Task: Please count the lines in the entries below that include the word "sides", and give only the number.

##### Supplied information

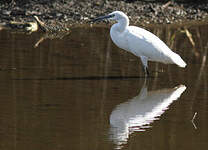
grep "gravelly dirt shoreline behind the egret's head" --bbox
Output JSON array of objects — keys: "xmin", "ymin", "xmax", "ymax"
[{"xmin": 0, "ymin": 0, "xmax": 208, "ymax": 25}]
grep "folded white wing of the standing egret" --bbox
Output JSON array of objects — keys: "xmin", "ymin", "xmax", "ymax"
[{"xmin": 126, "ymin": 26, "xmax": 172, "ymax": 59}]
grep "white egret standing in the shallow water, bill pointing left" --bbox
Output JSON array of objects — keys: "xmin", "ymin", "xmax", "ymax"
[{"xmin": 92, "ymin": 11, "xmax": 186, "ymax": 76}]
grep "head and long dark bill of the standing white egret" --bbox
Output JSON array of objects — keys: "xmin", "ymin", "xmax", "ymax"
[{"xmin": 92, "ymin": 11, "xmax": 129, "ymax": 22}]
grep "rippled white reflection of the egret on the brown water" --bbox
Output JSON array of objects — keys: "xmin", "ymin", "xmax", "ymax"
[{"xmin": 110, "ymin": 83, "xmax": 186, "ymax": 149}]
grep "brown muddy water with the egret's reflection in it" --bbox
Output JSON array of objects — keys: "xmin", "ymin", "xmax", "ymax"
[{"xmin": 0, "ymin": 24, "xmax": 208, "ymax": 150}]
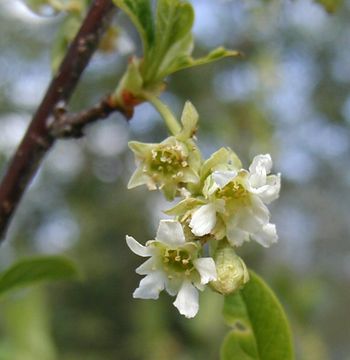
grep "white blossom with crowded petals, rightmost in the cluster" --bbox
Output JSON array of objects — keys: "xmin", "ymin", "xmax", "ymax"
[{"xmin": 167, "ymin": 149, "xmax": 281, "ymax": 247}]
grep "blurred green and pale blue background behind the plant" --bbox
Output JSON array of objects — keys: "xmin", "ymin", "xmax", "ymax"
[{"xmin": 0, "ymin": 0, "xmax": 350, "ymax": 360}]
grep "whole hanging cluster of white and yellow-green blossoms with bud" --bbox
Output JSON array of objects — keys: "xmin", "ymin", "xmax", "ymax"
[{"xmin": 126, "ymin": 102, "xmax": 281, "ymax": 318}]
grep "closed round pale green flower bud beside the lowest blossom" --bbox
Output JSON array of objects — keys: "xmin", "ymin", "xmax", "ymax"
[{"xmin": 210, "ymin": 239, "xmax": 249, "ymax": 295}]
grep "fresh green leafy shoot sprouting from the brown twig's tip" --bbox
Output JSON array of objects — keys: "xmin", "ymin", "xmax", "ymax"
[{"xmin": 114, "ymin": 0, "xmax": 239, "ymax": 105}]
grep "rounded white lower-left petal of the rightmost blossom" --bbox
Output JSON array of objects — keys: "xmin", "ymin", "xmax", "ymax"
[{"xmin": 190, "ymin": 204, "xmax": 216, "ymax": 236}]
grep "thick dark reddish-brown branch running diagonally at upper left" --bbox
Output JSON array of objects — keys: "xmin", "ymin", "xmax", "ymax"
[{"xmin": 0, "ymin": 0, "xmax": 116, "ymax": 242}]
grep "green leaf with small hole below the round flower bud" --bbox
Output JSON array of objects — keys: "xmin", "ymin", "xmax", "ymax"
[{"xmin": 221, "ymin": 271, "xmax": 294, "ymax": 360}]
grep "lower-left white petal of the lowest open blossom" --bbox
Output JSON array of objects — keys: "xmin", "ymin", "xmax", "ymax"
[{"xmin": 133, "ymin": 271, "xmax": 167, "ymax": 299}]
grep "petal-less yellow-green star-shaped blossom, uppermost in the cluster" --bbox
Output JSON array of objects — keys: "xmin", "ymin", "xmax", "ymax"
[{"xmin": 128, "ymin": 102, "xmax": 201, "ymax": 200}]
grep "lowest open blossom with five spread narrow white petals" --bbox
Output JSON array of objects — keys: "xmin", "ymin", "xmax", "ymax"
[{"xmin": 126, "ymin": 220, "xmax": 216, "ymax": 318}]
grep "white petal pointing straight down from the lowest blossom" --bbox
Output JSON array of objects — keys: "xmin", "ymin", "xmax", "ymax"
[{"xmin": 173, "ymin": 280, "xmax": 199, "ymax": 318}]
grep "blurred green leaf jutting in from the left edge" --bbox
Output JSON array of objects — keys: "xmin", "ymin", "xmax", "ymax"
[{"xmin": 0, "ymin": 256, "xmax": 77, "ymax": 295}]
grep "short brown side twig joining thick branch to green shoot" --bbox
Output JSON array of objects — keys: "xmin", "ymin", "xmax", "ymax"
[{"xmin": 49, "ymin": 95, "xmax": 132, "ymax": 138}]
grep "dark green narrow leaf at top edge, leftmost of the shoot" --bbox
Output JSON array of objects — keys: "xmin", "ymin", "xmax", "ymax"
[{"xmin": 114, "ymin": 0, "xmax": 154, "ymax": 54}]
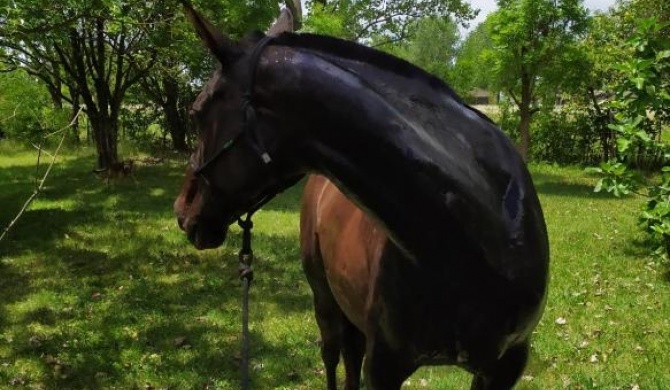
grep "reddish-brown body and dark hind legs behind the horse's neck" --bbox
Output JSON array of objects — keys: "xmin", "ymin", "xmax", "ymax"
[{"xmin": 300, "ymin": 175, "xmax": 392, "ymax": 390}]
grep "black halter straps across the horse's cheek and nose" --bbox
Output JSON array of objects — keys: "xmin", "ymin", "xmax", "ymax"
[{"xmin": 191, "ymin": 36, "xmax": 274, "ymax": 176}]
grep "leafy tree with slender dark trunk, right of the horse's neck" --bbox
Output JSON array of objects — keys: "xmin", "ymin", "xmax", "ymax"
[{"xmin": 490, "ymin": 0, "xmax": 588, "ymax": 160}]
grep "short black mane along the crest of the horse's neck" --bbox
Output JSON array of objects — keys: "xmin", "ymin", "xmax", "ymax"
[{"xmin": 275, "ymin": 33, "xmax": 493, "ymax": 123}]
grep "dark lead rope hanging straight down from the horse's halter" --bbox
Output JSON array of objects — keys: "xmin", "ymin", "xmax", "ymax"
[{"xmin": 237, "ymin": 213, "xmax": 254, "ymax": 390}]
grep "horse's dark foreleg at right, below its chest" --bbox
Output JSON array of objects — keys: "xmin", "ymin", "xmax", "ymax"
[{"xmin": 470, "ymin": 342, "xmax": 530, "ymax": 390}]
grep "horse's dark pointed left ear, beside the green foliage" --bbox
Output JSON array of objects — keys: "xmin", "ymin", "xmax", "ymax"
[{"xmin": 181, "ymin": 0, "xmax": 242, "ymax": 68}]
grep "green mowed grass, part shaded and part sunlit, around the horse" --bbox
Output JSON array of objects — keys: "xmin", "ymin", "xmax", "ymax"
[{"xmin": 0, "ymin": 141, "xmax": 670, "ymax": 389}]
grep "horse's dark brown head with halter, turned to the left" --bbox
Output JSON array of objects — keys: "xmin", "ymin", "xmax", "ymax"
[{"xmin": 174, "ymin": 3, "xmax": 295, "ymax": 249}]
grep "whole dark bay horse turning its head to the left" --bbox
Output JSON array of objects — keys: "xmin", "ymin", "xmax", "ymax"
[{"xmin": 174, "ymin": 1, "xmax": 549, "ymax": 390}]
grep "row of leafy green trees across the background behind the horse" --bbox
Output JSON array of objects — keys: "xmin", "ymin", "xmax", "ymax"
[{"xmin": 0, "ymin": 0, "xmax": 670, "ymax": 168}]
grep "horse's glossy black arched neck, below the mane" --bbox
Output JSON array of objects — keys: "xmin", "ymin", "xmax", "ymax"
[{"xmin": 261, "ymin": 49, "xmax": 548, "ymax": 296}]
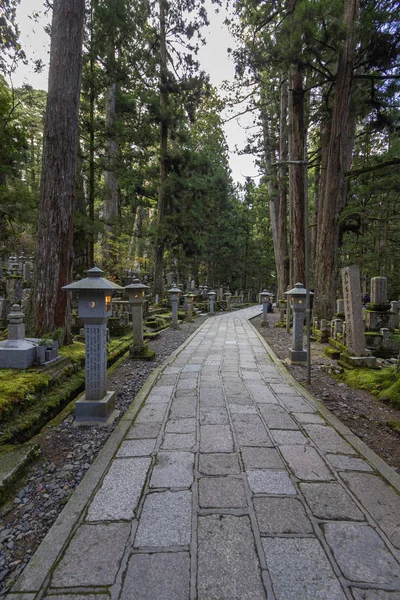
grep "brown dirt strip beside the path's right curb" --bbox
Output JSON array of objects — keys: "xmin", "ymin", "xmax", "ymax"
[{"xmin": 252, "ymin": 313, "xmax": 400, "ymax": 473}]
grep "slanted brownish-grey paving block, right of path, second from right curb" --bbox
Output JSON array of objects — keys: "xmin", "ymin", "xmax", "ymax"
[{"xmin": 300, "ymin": 483, "xmax": 365, "ymax": 521}]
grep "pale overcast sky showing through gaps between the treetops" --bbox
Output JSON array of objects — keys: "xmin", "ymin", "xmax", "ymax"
[{"xmin": 13, "ymin": 0, "xmax": 257, "ymax": 182}]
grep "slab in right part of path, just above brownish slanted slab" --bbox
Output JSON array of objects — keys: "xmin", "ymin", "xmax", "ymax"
[{"xmin": 280, "ymin": 445, "xmax": 335, "ymax": 481}]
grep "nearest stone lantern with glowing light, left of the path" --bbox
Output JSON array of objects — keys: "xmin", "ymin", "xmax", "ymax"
[{"xmin": 62, "ymin": 267, "xmax": 124, "ymax": 424}]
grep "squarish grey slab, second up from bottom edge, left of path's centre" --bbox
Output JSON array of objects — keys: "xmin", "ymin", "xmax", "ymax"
[{"xmin": 134, "ymin": 491, "xmax": 192, "ymax": 548}]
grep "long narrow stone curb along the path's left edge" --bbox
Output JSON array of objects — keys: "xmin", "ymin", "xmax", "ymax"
[{"xmin": 7, "ymin": 324, "xmax": 203, "ymax": 600}]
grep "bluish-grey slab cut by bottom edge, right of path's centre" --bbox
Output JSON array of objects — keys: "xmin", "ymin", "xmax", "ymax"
[{"xmin": 262, "ymin": 538, "xmax": 346, "ymax": 600}]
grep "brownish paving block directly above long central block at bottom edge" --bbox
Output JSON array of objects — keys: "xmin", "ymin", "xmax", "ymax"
[{"xmin": 199, "ymin": 477, "xmax": 247, "ymax": 508}]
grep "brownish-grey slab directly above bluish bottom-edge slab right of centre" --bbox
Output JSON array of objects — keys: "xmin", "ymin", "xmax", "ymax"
[{"xmin": 253, "ymin": 497, "xmax": 313, "ymax": 535}]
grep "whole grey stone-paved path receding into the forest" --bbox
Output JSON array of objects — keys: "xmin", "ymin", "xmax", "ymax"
[{"xmin": 8, "ymin": 307, "xmax": 400, "ymax": 600}]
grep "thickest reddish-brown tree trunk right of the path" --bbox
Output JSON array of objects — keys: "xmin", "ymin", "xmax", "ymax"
[{"xmin": 314, "ymin": 0, "xmax": 359, "ymax": 319}]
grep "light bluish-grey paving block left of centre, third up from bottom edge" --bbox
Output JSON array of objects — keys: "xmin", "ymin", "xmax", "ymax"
[{"xmin": 150, "ymin": 452, "xmax": 194, "ymax": 488}]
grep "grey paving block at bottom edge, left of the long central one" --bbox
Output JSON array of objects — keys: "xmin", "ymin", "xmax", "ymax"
[{"xmin": 121, "ymin": 552, "xmax": 190, "ymax": 600}]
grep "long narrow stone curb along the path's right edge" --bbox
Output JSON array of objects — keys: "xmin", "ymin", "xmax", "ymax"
[{"xmin": 249, "ymin": 315, "xmax": 400, "ymax": 493}]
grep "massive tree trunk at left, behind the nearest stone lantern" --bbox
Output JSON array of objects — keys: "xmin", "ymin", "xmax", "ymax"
[{"xmin": 33, "ymin": 0, "xmax": 85, "ymax": 339}]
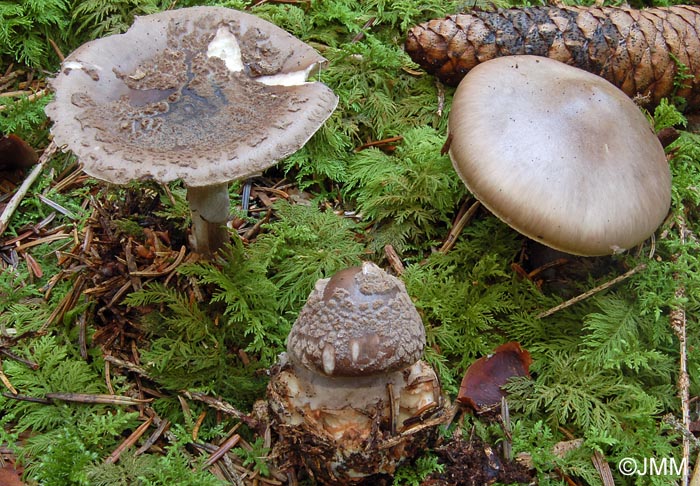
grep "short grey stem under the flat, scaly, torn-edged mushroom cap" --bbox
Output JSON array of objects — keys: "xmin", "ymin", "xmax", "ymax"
[{"xmin": 187, "ymin": 183, "xmax": 230, "ymax": 257}]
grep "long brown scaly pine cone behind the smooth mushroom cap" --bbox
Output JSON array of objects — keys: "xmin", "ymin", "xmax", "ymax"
[{"xmin": 406, "ymin": 6, "xmax": 700, "ymax": 108}]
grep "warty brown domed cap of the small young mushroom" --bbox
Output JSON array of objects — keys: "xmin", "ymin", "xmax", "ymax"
[{"xmin": 287, "ymin": 262, "xmax": 425, "ymax": 376}]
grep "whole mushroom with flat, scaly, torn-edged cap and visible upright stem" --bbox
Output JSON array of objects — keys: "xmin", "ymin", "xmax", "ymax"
[{"xmin": 46, "ymin": 7, "xmax": 338, "ymax": 255}]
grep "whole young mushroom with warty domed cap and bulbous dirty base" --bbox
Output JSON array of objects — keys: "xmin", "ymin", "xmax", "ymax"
[{"xmin": 268, "ymin": 262, "xmax": 444, "ymax": 483}]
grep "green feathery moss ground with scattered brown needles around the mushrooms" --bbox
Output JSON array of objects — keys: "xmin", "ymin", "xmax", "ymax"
[{"xmin": 0, "ymin": 0, "xmax": 700, "ymax": 485}]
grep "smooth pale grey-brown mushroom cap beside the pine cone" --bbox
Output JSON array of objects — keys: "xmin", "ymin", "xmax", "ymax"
[{"xmin": 449, "ymin": 56, "xmax": 671, "ymax": 256}]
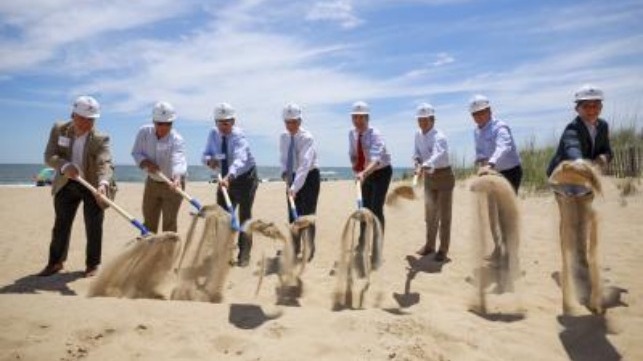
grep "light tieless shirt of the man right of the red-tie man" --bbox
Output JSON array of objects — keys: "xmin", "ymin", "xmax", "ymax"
[{"xmin": 413, "ymin": 128, "xmax": 450, "ymax": 169}]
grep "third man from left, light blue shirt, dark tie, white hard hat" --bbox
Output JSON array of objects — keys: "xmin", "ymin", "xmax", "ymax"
[{"xmin": 203, "ymin": 103, "xmax": 259, "ymax": 267}]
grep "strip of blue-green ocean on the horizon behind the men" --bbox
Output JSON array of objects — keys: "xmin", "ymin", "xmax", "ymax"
[{"xmin": 0, "ymin": 164, "xmax": 412, "ymax": 185}]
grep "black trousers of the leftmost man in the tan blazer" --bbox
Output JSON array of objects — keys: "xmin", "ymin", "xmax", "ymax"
[{"xmin": 48, "ymin": 180, "xmax": 105, "ymax": 267}]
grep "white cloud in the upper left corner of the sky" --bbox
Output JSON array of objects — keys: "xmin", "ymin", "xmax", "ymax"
[{"xmin": 0, "ymin": 0, "xmax": 197, "ymax": 72}]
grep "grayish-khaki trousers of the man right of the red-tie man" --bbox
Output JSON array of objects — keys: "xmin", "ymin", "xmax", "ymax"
[{"xmin": 424, "ymin": 167, "xmax": 455, "ymax": 254}]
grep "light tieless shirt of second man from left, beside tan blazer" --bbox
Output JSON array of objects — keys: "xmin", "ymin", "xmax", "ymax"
[{"xmin": 132, "ymin": 124, "xmax": 188, "ymax": 182}]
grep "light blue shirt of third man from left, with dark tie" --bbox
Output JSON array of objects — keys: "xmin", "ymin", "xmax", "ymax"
[{"xmin": 202, "ymin": 126, "xmax": 256, "ymax": 178}]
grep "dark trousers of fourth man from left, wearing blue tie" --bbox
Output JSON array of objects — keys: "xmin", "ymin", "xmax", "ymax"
[{"xmin": 286, "ymin": 168, "xmax": 321, "ymax": 254}]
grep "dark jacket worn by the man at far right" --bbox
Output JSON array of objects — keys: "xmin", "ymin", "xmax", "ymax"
[{"xmin": 547, "ymin": 117, "xmax": 612, "ymax": 177}]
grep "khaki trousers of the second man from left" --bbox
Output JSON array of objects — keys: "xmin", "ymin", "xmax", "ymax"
[{"xmin": 143, "ymin": 177, "xmax": 185, "ymax": 233}]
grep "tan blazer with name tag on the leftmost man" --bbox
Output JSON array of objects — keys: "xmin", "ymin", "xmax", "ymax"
[{"xmin": 45, "ymin": 121, "xmax": 114, "ymax": 195}]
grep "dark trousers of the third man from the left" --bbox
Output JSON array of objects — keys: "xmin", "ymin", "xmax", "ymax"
[{"xmin": 217, "ymin": 167, "xmax": 259, "ymax": 260}]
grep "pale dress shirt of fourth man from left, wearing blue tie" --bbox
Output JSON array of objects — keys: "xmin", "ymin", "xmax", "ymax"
[{"xmin": 279, "ymin": 127, "xmax": 319, "ymax": 193}]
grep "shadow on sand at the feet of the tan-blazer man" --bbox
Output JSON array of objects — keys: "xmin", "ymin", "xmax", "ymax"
[{"xmin": 0, "ymin": 271, "xmax": 83, "ymax": 296}]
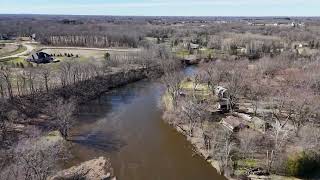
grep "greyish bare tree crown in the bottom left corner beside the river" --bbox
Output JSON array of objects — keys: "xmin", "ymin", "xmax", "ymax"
[{"xmin": 0, "ymin": 131, "xmax": 66, "ymax": 180}]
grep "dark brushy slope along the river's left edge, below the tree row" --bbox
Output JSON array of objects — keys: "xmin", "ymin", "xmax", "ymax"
[{"xmin": 3, "ymin": 66, "xmax": 150, "ymax": 119}]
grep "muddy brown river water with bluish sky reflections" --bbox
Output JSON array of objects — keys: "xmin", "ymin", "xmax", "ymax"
[{"xmin": 67, "ymin": 69, "xmax": 225, "ymax": 180}]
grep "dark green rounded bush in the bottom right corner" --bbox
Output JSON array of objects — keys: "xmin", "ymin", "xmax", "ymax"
[{"xmin": 286, "ymin": 151, "xmax": 320, "ymax": 177}]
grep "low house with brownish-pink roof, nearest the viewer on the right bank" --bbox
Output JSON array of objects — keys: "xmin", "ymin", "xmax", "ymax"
[{"xmin": 220, "ymin": 116, "xmax": 249, "ymax": 132}]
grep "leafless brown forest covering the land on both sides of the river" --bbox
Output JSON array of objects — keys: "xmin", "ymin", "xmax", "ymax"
[{"xmin": 0, "ymin": 15, "xmax": 320, "ymax": 180}]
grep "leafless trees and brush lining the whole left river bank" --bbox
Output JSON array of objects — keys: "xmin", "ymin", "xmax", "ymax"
[{"xmin": 0, "ymin": 43, "xmax": 180, "ymax": 179}]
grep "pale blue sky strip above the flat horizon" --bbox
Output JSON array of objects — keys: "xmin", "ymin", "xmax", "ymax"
[{"xmin": 0, "ymin": 0, "xmax": 320, "ymax": 16}]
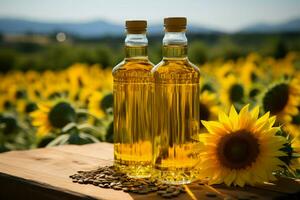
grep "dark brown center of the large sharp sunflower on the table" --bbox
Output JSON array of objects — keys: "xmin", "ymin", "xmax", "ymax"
[{"xmin": 217, "ymin": 130, "xmax": 259, "ymax": 169}]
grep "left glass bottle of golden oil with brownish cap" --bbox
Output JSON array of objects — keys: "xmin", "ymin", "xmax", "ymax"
[{"xmin": 112, "ymin": 21, "xmax": 153, "ymax": 178}]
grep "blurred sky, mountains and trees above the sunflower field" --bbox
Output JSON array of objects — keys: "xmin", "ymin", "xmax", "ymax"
[{"xmin": 0, "ymin": 0, "xmax": 300, "ymax": 72}]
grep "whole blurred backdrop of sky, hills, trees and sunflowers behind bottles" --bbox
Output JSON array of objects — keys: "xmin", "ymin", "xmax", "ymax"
[{"xmin": 0, "ymin": 0, "xmax": 300, "ymax": 151}]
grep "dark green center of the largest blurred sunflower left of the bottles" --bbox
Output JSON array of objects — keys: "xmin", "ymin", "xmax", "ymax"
[{"xmin": 48, "ymin": 102, "xmax": 76, "ymax": 128}]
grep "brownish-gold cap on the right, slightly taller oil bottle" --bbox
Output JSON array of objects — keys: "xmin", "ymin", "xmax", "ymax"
[{"xmin": 164, "ymin": 17, "xmax": 187, "ymax": 32}]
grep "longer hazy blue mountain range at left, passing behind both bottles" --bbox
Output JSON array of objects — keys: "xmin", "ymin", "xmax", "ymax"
[{"xmin": 0, "ymin": 18, "xmax": 216, "ymax": 37}]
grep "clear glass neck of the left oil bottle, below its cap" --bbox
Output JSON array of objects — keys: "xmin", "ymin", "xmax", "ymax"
[{"xmin": 125, "ymin": 33, "xmax": 148, "ymax": 59}]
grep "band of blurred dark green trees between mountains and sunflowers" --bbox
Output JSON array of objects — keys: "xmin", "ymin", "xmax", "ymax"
[{"xmin": 0, "ymin": 33, "xmax": 300, "ymax": 72}]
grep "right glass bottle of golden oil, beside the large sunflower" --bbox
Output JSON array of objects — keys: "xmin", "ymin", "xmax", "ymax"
[{"xmin": 152, "ymin": 17, "xmax": 200, "ymax": 184}]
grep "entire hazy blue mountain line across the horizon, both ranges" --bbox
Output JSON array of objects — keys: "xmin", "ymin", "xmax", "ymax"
[{"xmin": 0, "ymin": 18, "xmax": 300, "ymax": 37}]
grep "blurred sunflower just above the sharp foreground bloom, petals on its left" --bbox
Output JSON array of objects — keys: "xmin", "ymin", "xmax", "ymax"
[{"xmin": 220, "ymin": 75, "xmax": 245, "ymax": 110}]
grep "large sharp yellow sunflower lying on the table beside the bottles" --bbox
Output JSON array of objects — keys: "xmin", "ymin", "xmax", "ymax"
[{"xmin": 198, "ymin": 105, "xmax": 286, "ymax": 187}]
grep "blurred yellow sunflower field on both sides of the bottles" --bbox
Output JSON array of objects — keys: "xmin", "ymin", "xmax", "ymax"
[{"xmin": 0, "ymin": 52, "xmax": 300, "ymax": 181}]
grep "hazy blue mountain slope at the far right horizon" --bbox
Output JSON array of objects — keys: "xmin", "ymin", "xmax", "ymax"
[{"xmin": 239, "ymin": 18, "xmax": 300, "ymax": 33}]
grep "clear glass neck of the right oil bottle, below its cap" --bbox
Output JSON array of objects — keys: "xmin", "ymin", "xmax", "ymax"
[{"xmin": 163, "ymin": 32, "xmax": 187, "ymax": 59}]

##########

Solution for this task: 2